WHAT NEEDS TO BE DONE —
Collect every line in the items below that contains the word "foliage", and copy each one unchanged.

ROWS —
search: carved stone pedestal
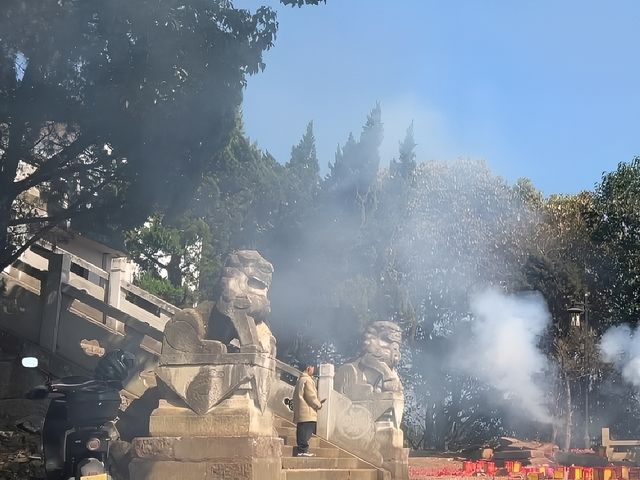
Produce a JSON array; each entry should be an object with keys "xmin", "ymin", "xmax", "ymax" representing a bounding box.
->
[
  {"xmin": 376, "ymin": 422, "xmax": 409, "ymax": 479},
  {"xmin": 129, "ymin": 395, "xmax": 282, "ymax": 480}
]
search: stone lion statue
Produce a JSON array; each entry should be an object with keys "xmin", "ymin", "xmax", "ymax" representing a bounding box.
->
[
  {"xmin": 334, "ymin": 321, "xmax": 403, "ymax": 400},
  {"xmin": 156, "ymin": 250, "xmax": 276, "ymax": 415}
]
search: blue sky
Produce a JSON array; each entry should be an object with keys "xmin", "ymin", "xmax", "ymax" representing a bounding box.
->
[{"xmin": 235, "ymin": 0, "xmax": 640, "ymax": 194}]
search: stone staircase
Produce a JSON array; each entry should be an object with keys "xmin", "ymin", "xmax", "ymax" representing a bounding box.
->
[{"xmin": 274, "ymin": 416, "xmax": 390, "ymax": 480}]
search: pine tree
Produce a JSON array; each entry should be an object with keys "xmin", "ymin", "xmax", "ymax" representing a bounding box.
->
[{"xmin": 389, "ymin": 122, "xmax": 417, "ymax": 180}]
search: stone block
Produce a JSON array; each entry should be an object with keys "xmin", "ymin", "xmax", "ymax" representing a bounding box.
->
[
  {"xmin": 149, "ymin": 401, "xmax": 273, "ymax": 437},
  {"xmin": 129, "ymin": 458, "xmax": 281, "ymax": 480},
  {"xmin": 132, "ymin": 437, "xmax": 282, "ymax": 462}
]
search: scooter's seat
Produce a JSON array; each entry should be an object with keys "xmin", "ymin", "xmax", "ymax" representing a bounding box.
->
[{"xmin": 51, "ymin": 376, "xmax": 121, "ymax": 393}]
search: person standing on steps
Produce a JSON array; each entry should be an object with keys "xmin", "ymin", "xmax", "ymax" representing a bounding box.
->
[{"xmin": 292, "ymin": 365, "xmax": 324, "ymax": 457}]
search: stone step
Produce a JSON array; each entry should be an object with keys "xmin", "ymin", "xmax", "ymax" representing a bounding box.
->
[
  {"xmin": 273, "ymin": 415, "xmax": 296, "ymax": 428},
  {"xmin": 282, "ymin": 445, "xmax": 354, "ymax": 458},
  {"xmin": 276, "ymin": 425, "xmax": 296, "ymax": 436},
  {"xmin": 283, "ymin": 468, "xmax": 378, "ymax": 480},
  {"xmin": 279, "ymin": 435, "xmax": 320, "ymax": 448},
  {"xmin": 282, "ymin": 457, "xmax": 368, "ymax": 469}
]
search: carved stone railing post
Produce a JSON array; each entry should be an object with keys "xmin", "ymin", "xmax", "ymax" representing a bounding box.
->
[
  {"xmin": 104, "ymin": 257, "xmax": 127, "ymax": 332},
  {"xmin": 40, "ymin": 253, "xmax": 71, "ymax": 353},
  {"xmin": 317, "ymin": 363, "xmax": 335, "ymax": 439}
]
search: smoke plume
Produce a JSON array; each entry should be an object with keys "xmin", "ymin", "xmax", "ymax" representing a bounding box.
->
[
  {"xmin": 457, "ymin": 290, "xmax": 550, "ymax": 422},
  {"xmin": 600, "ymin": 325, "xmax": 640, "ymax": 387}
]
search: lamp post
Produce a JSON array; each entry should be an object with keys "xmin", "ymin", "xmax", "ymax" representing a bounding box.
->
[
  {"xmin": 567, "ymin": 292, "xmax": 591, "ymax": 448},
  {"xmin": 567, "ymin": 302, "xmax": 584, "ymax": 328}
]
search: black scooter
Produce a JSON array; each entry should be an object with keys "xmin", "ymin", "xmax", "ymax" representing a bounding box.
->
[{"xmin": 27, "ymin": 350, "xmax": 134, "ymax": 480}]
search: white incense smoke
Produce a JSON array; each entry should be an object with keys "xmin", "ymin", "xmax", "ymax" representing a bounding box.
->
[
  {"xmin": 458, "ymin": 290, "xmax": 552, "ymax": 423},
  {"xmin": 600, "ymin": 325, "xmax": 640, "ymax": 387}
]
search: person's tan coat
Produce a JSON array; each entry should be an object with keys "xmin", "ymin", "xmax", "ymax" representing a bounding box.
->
==
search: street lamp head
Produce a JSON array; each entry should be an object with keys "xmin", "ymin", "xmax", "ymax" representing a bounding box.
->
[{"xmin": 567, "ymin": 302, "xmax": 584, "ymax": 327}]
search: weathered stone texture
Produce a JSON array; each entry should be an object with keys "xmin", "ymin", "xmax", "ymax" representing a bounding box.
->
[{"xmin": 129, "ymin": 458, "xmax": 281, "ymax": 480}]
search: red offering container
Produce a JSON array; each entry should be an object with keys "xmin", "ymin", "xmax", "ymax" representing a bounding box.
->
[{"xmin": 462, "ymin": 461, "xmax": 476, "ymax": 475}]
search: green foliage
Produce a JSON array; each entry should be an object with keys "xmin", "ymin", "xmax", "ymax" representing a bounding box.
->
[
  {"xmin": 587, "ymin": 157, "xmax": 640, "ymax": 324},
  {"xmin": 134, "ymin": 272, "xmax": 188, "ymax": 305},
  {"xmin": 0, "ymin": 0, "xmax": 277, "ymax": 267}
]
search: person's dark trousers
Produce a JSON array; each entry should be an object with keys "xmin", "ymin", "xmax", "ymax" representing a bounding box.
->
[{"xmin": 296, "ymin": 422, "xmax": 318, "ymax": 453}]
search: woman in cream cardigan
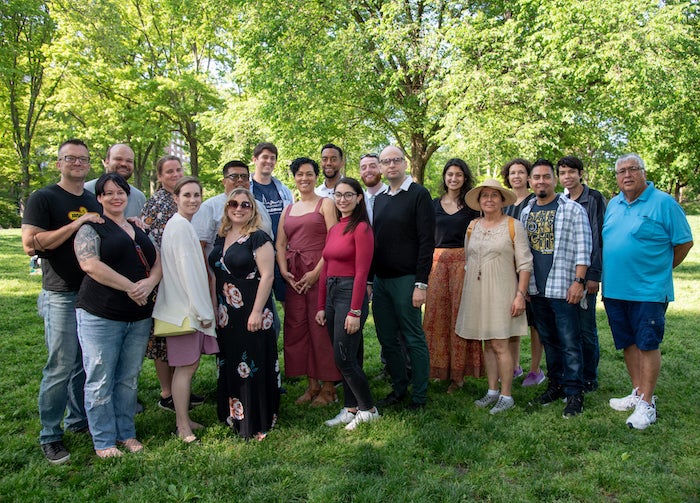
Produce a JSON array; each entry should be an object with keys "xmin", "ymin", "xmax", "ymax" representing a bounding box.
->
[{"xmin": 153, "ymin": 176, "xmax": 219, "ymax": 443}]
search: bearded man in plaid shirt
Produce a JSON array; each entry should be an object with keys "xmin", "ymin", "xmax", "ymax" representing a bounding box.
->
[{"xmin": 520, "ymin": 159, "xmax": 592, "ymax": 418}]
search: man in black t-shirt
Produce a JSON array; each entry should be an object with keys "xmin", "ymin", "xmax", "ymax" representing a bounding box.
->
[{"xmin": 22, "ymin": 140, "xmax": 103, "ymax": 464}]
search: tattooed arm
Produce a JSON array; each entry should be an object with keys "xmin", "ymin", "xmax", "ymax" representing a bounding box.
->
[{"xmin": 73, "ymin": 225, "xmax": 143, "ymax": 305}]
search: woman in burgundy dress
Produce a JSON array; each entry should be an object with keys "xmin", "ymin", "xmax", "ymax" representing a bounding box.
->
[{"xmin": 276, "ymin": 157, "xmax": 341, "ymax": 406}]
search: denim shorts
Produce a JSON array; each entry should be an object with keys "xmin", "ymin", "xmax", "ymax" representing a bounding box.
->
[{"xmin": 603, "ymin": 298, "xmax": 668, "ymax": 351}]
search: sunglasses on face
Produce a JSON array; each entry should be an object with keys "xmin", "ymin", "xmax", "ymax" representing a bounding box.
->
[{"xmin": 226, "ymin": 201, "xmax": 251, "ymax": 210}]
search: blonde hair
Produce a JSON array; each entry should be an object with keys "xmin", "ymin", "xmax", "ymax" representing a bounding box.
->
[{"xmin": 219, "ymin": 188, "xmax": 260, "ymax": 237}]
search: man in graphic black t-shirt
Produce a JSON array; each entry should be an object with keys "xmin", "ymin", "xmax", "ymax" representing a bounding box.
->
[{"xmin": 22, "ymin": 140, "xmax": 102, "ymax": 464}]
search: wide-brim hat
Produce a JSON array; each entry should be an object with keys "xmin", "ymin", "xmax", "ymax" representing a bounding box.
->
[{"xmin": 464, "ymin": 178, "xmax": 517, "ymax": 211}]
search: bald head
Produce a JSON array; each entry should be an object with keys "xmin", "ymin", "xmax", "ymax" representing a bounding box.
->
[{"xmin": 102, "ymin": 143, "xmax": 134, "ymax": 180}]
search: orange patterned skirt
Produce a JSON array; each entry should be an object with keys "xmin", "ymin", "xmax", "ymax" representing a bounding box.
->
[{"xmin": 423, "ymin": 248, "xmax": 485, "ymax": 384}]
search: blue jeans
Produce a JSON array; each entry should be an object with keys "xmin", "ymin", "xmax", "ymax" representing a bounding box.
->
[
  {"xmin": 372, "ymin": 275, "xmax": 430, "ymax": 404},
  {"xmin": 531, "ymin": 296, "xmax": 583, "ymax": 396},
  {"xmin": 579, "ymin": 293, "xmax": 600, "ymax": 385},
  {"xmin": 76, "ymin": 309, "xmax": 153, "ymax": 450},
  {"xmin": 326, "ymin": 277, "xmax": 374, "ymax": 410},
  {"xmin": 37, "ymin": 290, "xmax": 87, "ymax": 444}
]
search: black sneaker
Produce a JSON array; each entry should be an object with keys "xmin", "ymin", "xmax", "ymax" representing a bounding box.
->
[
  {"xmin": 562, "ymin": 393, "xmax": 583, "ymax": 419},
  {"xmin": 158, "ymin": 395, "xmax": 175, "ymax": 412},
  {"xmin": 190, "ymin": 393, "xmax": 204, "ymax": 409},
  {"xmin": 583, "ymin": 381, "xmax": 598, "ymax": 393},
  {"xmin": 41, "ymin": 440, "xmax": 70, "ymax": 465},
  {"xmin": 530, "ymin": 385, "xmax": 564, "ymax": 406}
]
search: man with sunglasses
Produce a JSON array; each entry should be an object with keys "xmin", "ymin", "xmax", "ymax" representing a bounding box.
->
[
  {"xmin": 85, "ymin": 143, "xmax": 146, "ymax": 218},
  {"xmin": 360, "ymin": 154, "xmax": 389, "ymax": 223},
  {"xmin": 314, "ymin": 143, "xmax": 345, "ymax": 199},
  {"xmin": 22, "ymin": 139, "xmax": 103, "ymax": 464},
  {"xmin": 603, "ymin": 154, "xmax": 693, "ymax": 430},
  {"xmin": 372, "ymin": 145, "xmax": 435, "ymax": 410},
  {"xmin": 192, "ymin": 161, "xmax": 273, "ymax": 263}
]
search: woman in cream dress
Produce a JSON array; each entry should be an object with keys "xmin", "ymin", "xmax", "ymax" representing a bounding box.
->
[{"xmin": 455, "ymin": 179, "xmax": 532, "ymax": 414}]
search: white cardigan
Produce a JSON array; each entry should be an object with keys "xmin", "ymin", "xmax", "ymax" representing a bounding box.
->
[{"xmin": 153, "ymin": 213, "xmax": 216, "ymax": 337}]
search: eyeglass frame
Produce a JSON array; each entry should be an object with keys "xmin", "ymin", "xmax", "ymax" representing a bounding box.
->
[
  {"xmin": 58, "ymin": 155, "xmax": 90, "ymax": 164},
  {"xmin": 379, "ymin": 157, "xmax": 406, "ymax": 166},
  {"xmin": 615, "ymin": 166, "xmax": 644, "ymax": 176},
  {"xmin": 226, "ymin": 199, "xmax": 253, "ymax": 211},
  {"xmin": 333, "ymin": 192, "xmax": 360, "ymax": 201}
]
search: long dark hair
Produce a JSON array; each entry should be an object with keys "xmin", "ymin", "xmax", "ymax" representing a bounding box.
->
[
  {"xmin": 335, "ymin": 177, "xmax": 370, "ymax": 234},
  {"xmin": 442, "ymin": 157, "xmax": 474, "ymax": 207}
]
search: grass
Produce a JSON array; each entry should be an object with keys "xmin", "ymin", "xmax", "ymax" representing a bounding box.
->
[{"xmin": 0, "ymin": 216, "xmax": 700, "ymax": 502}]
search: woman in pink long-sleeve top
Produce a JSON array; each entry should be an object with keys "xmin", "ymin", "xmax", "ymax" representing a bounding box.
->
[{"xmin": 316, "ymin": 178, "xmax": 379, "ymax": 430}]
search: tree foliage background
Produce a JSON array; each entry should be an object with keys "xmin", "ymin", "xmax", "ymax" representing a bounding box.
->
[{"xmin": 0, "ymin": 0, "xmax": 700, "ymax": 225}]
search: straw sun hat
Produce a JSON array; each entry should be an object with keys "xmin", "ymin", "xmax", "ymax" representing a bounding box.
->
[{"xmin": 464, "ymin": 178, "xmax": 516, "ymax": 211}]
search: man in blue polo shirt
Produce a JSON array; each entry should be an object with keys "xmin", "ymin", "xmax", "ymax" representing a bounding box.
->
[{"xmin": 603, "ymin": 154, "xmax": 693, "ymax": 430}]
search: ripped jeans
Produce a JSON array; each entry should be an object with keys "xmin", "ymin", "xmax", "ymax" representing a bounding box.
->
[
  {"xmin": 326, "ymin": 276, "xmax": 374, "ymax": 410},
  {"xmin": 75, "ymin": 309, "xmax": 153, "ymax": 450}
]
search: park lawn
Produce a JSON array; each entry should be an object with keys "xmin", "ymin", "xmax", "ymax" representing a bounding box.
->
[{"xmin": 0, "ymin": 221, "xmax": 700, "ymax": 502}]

RESPONSE FOR THIS EXERCISE —
search: green foliage
search: tree foliage background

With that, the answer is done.